▶ Auszug zum Lesen:

★ ★ ★ ★ ★ ★ ★

Das ist sozusagen die „Condicio Humana“; so sind wir Menschen eben. Das ist unsere wesentlich Eigenschaft, dass wir eben nicht, wie Christus, ohne Sünde leben können.

Wie kommt man da raus?

Eigentlich ist es recht einfach.

Paulus schreibt:

„Lasst uns festhalten an dem Bekenntnis!“

Am Bekenntnis zu Jesus Christus! Und damit an der Heiligen Schrift.

Wenn wir Gottes Wort hören und in uns haben, uns zu Jesus Christus bekennen und ihm dienen, dann werden wir aus der Versuchung gerettet werden.

Denn Jesus Christus selbst hat sich aus der Versuchung gerettet und ist gestorben und auferstanden; und genau so wird er uns aus der Versuchung retten und wir werden sterben und auferstehen.

Und wenn wir der Versuchung erliegen? Was dann?

★ ★ ★ ★ ★ ★ ★

▶ Gestellte Aufgabe 1:
Prüfe, ob die Aussagen (a), (b) und (c) mit dem Auszug über Versuchung und Bekenntnis übereinstimmen, und antworte jeweils mit Ja oder Nein samt den entscheidenden Worten des Auszugs als wörtlichem Zitat. (a) Paulus fordert dazu auf, am Bekenntnis festzuhalten. (b) Der Auszug sagt, wir Menschen könnten wie Christus ohne Sünde leben. (c) Der Auszug bezeichnet den Weg aus der Versuchung als schwierig.
Der Auszug und die Einträge haben inhaltlich nichts miteinander zu tun.

★ ★ ★ ★ ★ ★ ★

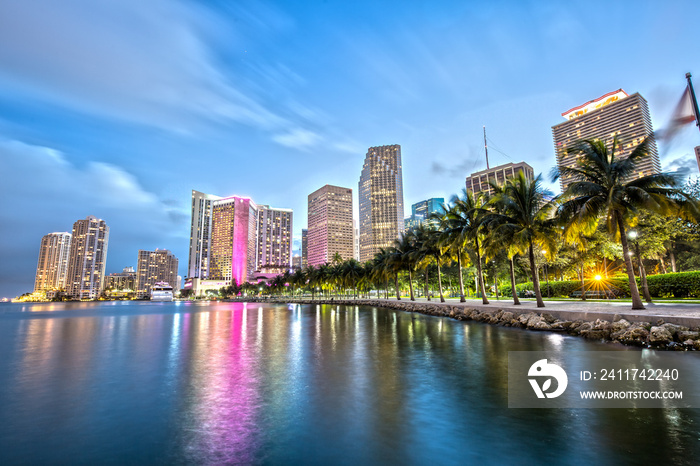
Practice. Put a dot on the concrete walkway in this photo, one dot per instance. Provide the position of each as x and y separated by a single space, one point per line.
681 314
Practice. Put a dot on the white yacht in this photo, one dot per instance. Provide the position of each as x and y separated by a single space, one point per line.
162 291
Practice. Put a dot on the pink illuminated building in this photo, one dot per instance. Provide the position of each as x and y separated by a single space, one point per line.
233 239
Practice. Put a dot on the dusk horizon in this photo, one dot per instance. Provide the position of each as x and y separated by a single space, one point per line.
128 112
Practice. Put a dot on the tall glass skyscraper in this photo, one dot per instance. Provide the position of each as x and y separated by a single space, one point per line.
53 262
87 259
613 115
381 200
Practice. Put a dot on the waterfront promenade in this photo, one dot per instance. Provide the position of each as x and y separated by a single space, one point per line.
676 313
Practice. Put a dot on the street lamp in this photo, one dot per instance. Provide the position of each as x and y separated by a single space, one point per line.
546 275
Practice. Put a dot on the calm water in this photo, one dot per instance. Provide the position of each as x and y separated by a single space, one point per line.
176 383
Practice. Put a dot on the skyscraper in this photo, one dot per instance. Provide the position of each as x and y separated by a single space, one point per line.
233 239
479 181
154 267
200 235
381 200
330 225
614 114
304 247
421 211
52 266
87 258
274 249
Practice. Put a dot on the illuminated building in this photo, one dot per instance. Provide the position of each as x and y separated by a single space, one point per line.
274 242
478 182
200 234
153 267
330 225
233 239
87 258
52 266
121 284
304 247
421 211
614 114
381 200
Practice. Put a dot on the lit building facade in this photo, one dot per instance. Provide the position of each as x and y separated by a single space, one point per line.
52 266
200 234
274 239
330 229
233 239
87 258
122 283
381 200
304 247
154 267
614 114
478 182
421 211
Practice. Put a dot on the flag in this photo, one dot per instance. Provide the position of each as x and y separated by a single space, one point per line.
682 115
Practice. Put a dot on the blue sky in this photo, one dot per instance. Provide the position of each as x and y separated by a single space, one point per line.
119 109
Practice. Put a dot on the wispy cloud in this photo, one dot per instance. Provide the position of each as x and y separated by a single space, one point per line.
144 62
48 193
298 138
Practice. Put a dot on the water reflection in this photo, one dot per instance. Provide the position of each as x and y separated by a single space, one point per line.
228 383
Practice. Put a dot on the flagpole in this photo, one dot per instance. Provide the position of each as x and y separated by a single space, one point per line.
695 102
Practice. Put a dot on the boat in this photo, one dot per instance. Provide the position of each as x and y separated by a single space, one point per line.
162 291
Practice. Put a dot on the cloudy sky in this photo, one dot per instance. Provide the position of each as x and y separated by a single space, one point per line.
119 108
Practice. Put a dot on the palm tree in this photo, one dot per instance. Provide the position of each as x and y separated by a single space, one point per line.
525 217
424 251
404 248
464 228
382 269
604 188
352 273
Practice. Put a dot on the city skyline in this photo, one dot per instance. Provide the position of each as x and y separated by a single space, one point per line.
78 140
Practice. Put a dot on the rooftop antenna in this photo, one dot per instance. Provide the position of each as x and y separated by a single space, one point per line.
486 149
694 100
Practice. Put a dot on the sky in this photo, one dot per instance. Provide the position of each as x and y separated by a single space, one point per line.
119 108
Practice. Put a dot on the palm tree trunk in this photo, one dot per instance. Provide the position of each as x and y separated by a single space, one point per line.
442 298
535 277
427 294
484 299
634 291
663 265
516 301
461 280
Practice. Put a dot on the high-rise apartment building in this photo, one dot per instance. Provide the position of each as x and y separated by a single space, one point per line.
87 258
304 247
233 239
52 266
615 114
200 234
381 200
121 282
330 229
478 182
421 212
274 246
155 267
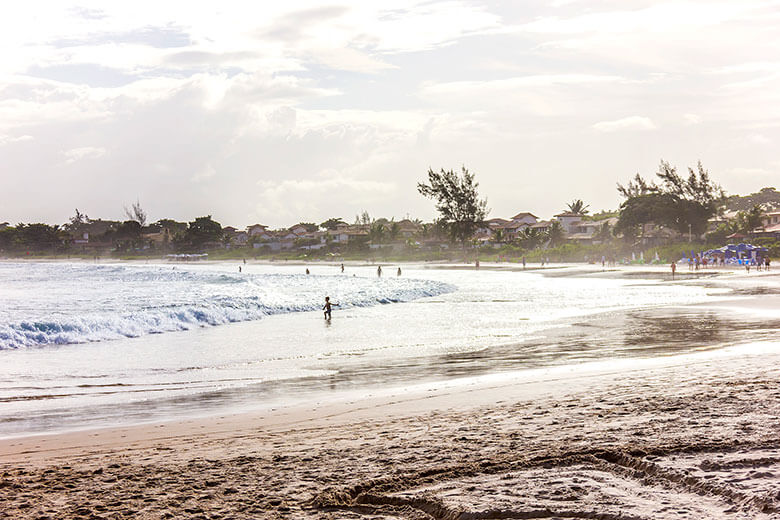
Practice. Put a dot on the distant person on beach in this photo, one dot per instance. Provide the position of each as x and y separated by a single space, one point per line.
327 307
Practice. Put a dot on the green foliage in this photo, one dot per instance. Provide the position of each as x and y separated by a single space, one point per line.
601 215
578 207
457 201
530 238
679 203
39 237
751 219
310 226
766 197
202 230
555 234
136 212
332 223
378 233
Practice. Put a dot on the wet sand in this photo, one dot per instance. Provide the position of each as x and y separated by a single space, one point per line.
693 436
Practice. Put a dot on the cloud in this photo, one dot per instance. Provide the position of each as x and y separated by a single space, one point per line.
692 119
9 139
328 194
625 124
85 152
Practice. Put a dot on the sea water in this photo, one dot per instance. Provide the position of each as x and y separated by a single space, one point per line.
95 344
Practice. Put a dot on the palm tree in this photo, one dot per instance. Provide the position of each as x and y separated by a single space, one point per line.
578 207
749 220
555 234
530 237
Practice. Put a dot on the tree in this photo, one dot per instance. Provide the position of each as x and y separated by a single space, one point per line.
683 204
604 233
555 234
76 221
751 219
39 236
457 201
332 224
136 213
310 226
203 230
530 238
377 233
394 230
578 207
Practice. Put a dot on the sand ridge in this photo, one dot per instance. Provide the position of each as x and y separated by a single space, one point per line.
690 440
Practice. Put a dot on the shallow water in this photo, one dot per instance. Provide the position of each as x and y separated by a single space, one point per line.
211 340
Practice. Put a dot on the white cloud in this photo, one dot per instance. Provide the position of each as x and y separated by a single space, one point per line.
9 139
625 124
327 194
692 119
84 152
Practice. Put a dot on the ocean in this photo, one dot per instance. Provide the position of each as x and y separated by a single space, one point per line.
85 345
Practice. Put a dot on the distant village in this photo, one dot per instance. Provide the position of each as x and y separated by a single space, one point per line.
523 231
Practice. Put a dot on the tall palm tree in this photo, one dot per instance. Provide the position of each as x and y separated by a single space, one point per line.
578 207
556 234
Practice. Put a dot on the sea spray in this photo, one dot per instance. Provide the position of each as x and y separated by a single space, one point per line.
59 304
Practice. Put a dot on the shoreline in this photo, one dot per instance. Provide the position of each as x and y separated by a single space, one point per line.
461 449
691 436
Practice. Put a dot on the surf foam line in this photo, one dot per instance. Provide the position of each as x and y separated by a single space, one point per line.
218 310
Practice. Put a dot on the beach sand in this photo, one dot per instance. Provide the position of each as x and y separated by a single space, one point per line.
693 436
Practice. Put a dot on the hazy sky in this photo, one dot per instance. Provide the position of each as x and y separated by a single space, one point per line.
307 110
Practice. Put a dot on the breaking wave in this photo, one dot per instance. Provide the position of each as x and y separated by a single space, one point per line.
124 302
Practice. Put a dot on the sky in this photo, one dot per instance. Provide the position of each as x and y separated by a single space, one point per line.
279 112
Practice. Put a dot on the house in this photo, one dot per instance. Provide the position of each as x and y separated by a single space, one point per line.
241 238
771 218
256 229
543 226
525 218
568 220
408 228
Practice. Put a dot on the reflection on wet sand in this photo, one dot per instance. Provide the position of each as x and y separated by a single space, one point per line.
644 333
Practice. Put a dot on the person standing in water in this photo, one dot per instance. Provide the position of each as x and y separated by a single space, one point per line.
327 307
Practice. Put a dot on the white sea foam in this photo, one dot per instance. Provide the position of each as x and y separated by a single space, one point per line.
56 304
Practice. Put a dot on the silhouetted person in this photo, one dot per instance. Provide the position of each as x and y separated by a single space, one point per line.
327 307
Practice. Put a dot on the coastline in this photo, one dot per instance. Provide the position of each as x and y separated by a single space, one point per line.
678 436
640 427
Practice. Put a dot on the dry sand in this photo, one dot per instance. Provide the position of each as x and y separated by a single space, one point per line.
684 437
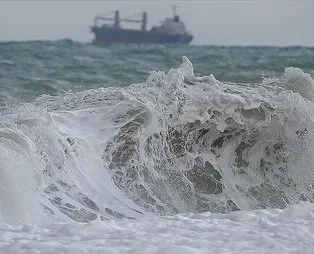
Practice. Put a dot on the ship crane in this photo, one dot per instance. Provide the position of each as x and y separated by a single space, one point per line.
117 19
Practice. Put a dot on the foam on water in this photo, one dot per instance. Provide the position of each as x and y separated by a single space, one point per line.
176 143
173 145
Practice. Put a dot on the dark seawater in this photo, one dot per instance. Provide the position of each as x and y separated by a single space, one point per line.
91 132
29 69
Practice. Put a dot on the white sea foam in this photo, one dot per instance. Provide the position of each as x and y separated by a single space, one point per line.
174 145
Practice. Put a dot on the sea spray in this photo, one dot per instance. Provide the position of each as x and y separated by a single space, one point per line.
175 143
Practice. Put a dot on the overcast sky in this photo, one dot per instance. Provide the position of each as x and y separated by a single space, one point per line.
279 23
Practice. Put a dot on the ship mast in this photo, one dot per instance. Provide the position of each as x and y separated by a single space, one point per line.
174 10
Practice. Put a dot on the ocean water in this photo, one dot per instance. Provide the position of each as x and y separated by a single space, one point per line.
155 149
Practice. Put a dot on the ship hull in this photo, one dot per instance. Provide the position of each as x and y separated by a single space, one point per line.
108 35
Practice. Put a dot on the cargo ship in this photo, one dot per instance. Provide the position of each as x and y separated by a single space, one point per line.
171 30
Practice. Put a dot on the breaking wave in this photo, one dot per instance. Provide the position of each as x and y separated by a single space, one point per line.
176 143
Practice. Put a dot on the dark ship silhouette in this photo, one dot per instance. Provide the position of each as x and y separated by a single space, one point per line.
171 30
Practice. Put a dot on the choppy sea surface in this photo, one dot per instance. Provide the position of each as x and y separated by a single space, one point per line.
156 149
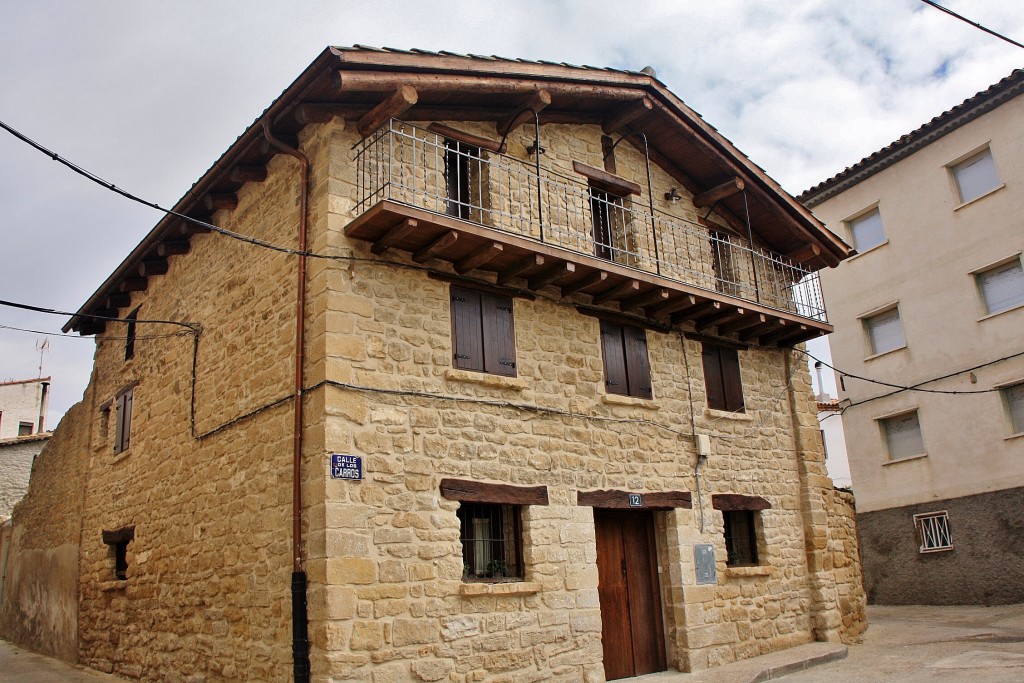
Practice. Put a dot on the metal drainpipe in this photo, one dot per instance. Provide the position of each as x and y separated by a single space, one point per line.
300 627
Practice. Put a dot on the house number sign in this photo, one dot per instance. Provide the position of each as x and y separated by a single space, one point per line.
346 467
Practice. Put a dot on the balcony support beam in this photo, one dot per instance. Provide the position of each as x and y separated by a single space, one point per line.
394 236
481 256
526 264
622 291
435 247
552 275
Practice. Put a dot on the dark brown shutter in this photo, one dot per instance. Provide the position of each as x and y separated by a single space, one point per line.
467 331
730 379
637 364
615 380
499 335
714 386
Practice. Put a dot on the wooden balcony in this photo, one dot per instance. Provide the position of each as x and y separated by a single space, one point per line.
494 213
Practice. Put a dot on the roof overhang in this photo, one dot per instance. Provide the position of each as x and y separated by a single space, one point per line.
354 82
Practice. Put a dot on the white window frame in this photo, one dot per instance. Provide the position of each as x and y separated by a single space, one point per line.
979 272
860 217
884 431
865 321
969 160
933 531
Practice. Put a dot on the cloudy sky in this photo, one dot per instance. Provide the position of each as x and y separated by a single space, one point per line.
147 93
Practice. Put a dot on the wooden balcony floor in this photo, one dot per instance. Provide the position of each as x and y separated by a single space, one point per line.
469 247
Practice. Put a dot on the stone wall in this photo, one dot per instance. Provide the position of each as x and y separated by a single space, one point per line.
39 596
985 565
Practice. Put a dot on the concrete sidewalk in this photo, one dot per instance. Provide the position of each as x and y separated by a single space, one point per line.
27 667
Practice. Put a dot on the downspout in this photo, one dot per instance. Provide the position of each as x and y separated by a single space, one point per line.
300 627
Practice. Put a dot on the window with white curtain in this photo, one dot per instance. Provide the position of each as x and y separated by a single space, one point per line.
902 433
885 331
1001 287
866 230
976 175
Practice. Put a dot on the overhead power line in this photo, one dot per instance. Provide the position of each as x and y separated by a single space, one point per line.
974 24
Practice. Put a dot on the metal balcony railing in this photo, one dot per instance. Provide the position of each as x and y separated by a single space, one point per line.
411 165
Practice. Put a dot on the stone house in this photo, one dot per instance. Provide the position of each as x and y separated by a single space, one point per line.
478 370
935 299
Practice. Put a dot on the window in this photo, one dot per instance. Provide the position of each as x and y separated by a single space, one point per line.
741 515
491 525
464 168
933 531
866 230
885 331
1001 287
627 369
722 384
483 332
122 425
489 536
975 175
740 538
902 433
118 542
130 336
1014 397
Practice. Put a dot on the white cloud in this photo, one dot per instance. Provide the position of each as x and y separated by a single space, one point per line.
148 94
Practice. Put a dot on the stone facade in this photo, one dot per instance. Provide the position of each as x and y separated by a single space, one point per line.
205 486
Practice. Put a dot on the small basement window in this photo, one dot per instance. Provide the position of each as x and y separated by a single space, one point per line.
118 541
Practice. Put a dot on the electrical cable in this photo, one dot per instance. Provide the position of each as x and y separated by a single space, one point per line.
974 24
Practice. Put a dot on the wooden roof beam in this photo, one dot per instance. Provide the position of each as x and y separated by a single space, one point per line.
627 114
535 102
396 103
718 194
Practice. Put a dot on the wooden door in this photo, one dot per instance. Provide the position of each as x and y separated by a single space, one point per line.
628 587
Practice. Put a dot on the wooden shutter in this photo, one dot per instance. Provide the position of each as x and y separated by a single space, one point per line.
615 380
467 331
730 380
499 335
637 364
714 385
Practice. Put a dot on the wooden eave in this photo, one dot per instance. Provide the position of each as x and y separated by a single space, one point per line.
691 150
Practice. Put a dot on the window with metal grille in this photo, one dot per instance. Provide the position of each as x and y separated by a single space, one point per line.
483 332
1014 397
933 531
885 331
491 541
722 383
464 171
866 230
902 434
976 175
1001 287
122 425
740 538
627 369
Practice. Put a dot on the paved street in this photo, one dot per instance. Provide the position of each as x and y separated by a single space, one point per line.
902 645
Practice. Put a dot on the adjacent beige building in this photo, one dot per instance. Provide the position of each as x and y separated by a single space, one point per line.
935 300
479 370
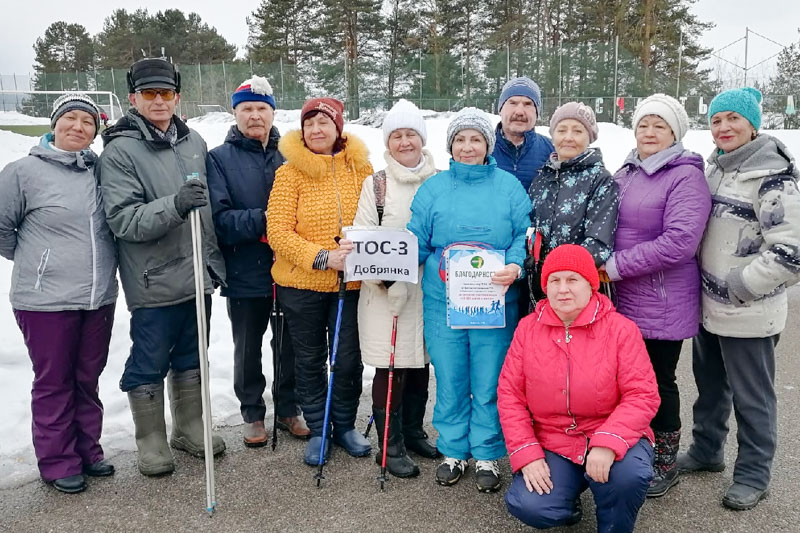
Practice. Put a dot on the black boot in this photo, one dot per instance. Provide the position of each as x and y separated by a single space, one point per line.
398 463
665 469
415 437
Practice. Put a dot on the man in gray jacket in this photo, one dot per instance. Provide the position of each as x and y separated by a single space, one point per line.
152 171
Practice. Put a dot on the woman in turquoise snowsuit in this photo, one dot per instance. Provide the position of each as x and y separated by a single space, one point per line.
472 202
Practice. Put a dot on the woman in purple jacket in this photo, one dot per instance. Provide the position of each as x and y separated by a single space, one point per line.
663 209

★ ★ ★ ★ ★ ★ ★

▶ Gestellte Aufgabe 2:
Nenne jede Zeile der Einträge, in der das Wort „ocean“ vorkommt.

▶ Ergebnis der Aufgabe 1:
(a) Ja: „Lasst uns festhalten an dem Bekenntnis!“
(b) Nein: „dass wir eben nicht, wie Christus, ohne Sünde leben können“
(c) Nein: „Eigentlich ist es recht einfach.“

▶ Ergebnis der Aufgabe 2:
Practice. Put a dot on the ocean in this photo, one dot per instance. Provide the position of each as x and y separated by a single space, one point per line.
Practice. Put a dot on the ocean water in this photo, one dot per instance. Provide the position of each as x and y separated by a single space, one point per line.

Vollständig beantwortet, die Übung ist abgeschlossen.